УСЛОВИЕ ЗАДАНИЯ - Продолжите воспоминания о бабе Насте, начав сразу после последней фразы «Но обо всём по порядку».

ПРЕДЛОЖЕННЫЙ ОТРЫВОК -
━━━━━━━━━━━━━━━━

Одна на всех Великая Победа - страница 3
Накануне 70-летия победы в Курской битве мы разыскали в Москве Н. Е. Оловянникова (связь медвенцев с ним много лет назад была потеряна) и через районную газету предложили назвать одну из новых улиц посёлка именем Героя. Дабы не «распадалась связь времён», не вырастали дети наши бездушными негодяями, для которых в сочетании Золотая Звезда главное – цена металла. Дабы на улицах, носящих славные имена земляков, окунались они в первые, самые главные радости, постигали первые, самые главные уроки жизни, врастали корнями в эту землю, заглядывались в эти небеса, становились настоящими людьми.
Улица Николая Оловянникова будет.
Баба Настя
А была она уж совсем не похожа на героя. По прошествии долгих нерадостных лет видится она нам, как в легкой дымке, окутанная солнечным светом, льющимся через маленькие окошки деревенской её избы. Маленькая аккуратненькая старушка с удивительно добрым круглым лицом. Вся какая-то уютная, мягкая, славная. И доброту источает негромкий её голос. Слов за далью лет не разобрать. Только помнится, говорилось что-то хорошее, что-то важное, очень нужное, родное…
Баба Настя! Удивительная наша старушка! Давным-давно покоишься ты на старом, густо заросшем сиренью пойменовском кладбище, а в душе всё живешь, заключённая в золочёную раму истаявшего августовского дня. Не будь тебя, доброты твоей, и нас не было бы на свете, возможно. Впрочем, почему – возможно? Точно бы не было! Не явись этот светлый ангел в нужный срок, злой ветер чёрной беды унёс бы куда-нибудь далеко-далеко нашего отца. Но обо всём по порядку.

━━━━━━━━━━━━━━━━

ПРЕДОСТАВЛЕННЫЕ ДАННЫЕ -
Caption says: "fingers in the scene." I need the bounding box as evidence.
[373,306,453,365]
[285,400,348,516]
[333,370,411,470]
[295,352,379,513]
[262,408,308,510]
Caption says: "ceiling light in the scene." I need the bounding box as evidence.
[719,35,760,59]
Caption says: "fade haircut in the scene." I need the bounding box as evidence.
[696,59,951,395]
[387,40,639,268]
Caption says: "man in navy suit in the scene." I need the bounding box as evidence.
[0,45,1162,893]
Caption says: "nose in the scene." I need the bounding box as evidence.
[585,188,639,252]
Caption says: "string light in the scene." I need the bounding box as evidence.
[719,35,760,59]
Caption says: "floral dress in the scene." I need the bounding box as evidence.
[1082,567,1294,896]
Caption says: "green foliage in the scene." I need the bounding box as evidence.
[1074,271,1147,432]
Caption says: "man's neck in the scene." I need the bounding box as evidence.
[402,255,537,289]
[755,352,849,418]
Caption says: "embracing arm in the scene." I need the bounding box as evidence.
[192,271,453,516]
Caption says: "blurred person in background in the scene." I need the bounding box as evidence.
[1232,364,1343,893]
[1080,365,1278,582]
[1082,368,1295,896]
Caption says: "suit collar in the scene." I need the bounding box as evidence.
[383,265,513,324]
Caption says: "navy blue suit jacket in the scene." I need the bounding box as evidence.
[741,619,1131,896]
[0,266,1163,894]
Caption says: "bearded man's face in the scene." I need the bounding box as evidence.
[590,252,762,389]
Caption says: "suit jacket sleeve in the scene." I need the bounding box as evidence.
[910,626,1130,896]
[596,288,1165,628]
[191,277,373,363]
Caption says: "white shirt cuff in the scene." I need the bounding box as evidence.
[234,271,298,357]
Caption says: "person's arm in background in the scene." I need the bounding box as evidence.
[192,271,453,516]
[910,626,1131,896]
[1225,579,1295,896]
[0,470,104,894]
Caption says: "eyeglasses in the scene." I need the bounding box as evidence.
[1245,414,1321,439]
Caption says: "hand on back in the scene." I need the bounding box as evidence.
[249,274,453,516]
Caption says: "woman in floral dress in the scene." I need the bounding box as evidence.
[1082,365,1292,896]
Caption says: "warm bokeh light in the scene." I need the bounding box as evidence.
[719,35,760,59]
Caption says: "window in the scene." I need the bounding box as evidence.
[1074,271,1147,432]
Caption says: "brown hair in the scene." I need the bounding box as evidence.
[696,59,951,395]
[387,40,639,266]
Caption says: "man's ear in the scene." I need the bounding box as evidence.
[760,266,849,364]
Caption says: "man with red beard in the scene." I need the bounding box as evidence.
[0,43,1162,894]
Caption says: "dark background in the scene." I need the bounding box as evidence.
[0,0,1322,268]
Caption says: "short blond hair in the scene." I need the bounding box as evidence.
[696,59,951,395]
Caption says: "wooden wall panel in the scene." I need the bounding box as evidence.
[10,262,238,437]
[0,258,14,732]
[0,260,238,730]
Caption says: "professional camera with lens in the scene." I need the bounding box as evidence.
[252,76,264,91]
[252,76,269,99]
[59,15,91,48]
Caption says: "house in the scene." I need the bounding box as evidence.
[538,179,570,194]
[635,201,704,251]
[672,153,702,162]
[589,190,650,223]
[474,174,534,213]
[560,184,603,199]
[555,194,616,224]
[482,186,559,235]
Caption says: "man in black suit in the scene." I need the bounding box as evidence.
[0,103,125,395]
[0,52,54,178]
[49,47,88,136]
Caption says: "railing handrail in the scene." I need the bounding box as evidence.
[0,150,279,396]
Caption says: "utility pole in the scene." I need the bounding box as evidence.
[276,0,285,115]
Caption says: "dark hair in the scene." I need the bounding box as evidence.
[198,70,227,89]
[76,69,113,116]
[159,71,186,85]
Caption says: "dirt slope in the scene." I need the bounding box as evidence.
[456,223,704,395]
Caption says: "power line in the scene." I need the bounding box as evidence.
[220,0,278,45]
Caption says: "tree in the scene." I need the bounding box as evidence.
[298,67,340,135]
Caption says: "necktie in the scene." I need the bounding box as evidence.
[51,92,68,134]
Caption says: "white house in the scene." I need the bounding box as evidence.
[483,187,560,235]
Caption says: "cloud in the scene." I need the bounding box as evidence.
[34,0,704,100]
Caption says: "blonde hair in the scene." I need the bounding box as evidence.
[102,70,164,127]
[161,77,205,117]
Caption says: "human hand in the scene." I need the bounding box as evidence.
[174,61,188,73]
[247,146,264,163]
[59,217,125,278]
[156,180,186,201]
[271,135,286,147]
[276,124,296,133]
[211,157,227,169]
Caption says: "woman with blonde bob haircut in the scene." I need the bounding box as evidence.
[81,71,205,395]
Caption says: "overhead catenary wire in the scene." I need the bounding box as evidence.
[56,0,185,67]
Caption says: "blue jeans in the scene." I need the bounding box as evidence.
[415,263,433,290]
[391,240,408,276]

━━━━━━━━━━━━━━━━

ИТОГОВЫЙ РЕЗУЛЬТАТ -
Баба Настя приходилась нам двоюродной бабушкой, а отцу нашему, соответственно, – тёткой. Это если формально следовать фамильным связям. На самом деле стала она отцу нашему матерью, строгой и доброй, такой, как могла стать – без хитрости, без книжной мудрости, без какой-либо задней думки, что где-то ей это когда-нибудь да зачтётся… Совершила в тяжёлую годину свой маленький подвиг – материнства. Хотя бывают ли подвиги маленькие? И так ли легко его ей было совершить?
От папиного отца, Артёмова Андрея Андреевича, осталась у нас только довоенная поломанная по концам, но удивительно чёткая фотография. Два красноармейца в будёновках как бы закуривают на фоне тяжёлого занавеса. На лице того, что справа, явственно проступают знакомые черты. Черты отца нашего, те, что мы ловим, бросая мимолётный взгляд в зеркало на себя. Красноармеец так серьезен, позируя фотографу, так юн. Совсем мальчик. Наш дед, так никогда и не ставший дедом.
Он пропал без вести в 1943 году под Смоленском. Уже позднее, когда начали возвращаться с боёв второй мировой израненные солдатики, когда вдовы стали стучаться к ним в окна чёрными кулаками: «Не видел ли мово где?..» – один из них сказал, что видел. И что видел рассказал. Ничего не скрыл от надломленной горем женщины. Выпустил страшную ледяную правду и в детский мир.
Рядовой Артёмов попал в концентрационный лагерь. Задумал с товарищем бежать. Но товарищ этот в последний момент испугался. А дед наш, уже пробравшийся за ограждение и верный слову, ждал, пока не схватил его немецкий патруль. «Били, издевалися», – так ясно звучит в памяти голос рассказывающего нам о давней трагедии отца. И сам он перед глазами – пятидесятилетний, зябко сжавшийся, какой-то маленький, беззащитный – сирота! «Били, издевалися…»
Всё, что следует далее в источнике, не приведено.